> [THE EXERCISE]:
Please pick out every line in the records below that contains the string "column", and copy each of those lines in full.

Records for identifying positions
-------------------------

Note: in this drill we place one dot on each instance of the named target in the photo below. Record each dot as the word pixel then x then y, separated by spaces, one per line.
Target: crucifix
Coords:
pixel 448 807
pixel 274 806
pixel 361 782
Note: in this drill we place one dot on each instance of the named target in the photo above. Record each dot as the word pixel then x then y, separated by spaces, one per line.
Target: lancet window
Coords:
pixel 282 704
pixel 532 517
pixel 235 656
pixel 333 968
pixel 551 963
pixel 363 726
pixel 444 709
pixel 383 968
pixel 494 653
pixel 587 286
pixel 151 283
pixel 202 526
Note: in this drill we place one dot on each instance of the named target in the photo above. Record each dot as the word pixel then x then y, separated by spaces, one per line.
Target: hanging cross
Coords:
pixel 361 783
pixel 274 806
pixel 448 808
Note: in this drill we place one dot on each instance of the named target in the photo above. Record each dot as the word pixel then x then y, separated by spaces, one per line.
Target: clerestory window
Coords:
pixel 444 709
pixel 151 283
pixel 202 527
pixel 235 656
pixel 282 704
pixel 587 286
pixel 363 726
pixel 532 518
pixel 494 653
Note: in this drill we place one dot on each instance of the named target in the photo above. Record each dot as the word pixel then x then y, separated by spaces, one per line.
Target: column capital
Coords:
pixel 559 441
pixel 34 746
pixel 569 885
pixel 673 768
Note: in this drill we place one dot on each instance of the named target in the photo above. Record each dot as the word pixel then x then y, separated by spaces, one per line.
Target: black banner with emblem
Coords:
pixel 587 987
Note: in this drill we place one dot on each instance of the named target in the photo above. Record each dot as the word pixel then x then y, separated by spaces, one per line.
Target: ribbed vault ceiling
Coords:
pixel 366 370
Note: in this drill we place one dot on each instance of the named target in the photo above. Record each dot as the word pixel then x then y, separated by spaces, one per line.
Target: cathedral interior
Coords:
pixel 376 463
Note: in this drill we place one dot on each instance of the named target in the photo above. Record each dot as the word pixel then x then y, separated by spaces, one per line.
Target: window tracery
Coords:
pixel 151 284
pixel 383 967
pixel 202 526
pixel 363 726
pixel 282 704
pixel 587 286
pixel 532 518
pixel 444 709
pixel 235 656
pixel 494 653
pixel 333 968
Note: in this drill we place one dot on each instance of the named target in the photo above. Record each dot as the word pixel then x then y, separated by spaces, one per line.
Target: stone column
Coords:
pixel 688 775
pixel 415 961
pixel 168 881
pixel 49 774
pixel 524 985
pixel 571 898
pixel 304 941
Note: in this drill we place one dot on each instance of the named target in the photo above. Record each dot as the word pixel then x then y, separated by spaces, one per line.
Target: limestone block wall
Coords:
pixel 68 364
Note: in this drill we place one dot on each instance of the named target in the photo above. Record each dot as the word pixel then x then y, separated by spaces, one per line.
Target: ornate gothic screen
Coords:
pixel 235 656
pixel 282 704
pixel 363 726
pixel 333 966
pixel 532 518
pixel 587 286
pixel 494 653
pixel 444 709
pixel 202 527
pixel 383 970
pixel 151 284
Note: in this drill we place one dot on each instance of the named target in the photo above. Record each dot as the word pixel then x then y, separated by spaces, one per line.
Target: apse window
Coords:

-------------------------

> [FINAL ANSWER]:
Target: column capital
Target: stone column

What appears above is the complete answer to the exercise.